● STATED TASK
How many lines in the records below contain the word "above"? Reply with only the number.

● RAW RECORDS
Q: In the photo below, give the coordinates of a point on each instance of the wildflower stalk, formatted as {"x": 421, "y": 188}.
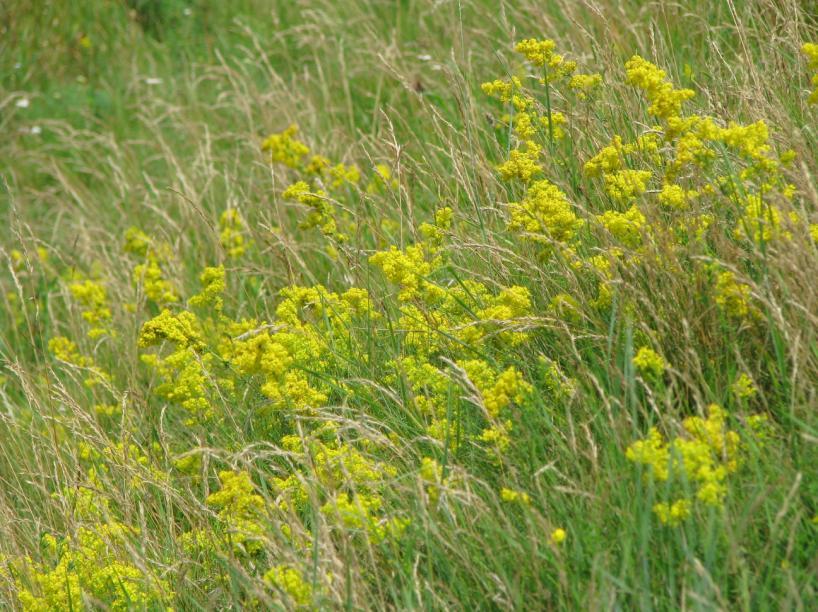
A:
{"x": 548, "y": 106}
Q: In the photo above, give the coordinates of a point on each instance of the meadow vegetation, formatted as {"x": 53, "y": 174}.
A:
{"x": 447, "y": 304}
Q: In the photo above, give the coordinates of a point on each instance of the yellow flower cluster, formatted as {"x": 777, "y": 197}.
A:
{"x": 241, "y": 512}
{"x": 665, "y": 100}
{"x": 291, "y": 582}
{"x": 811, "y": 51}
{"x": 733, "y": 296}
{"x": 544, "y": 214}
{"x": 285, "y": 149}
{"x": 93, "y": 302}
{"x": 515, "y": 497}
{"x": 704, "y": 457}
{"x": 541, "y": 54}
{"x": 231, "y": 233}
{"x": 349, "y": 482}
{"x": 627, "y": 227}
{"x": 89, "y": 567}
{"x": 649, "y": 362}
{"x": 65, "y": 350}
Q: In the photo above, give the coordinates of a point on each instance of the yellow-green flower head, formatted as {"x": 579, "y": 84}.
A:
{"x": 675, "y": 197}
{"x": 626, "y": 227}
{"x": 558, "y": 536}
{"x": 743, "y": 387}
{"x": 625, "y": 185}
{"x": 665, "y": 100}
{"x": 515, "y": 497}
{"x": 673, "y": 514}
{"x": 585, "y": 84}
{"x": 92, "y": 298}
{"x": 649, "y": 362}
{"x": 544, "y": 215}
{"x": 522, "y": 164}
{"x": 182, "y": 329}
{"x": 732, "y": 296}
{"x": 811, "y": 51}
{"x": 213, "y": 286}
{"x": 291, "y": 582}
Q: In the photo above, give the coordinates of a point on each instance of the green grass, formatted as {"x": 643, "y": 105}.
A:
{"x": 151, "y": 113}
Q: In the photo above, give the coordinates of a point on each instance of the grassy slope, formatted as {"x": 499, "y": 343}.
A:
{"x": 116, "y": 151}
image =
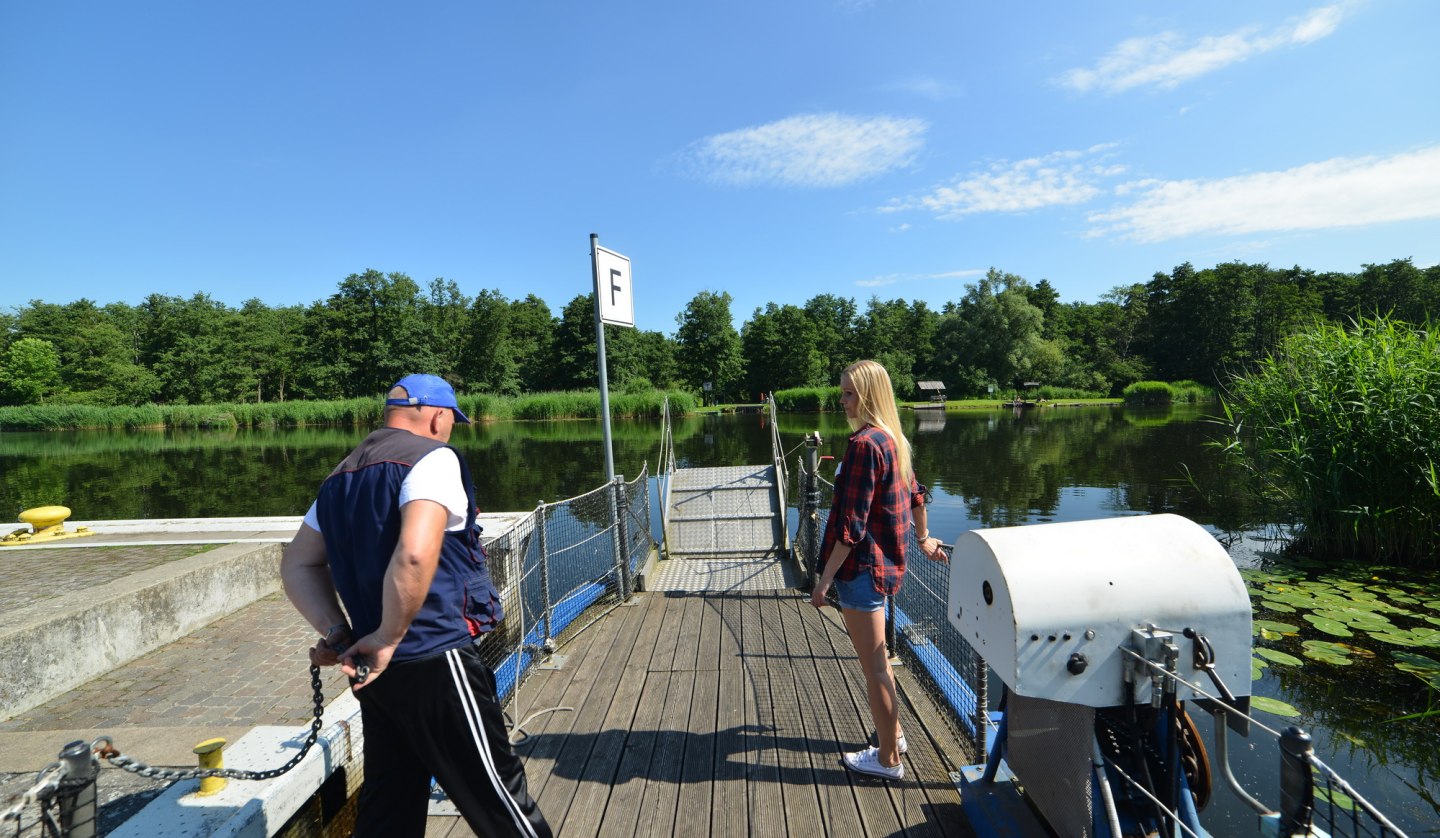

● WRITTEN SOLUTION
5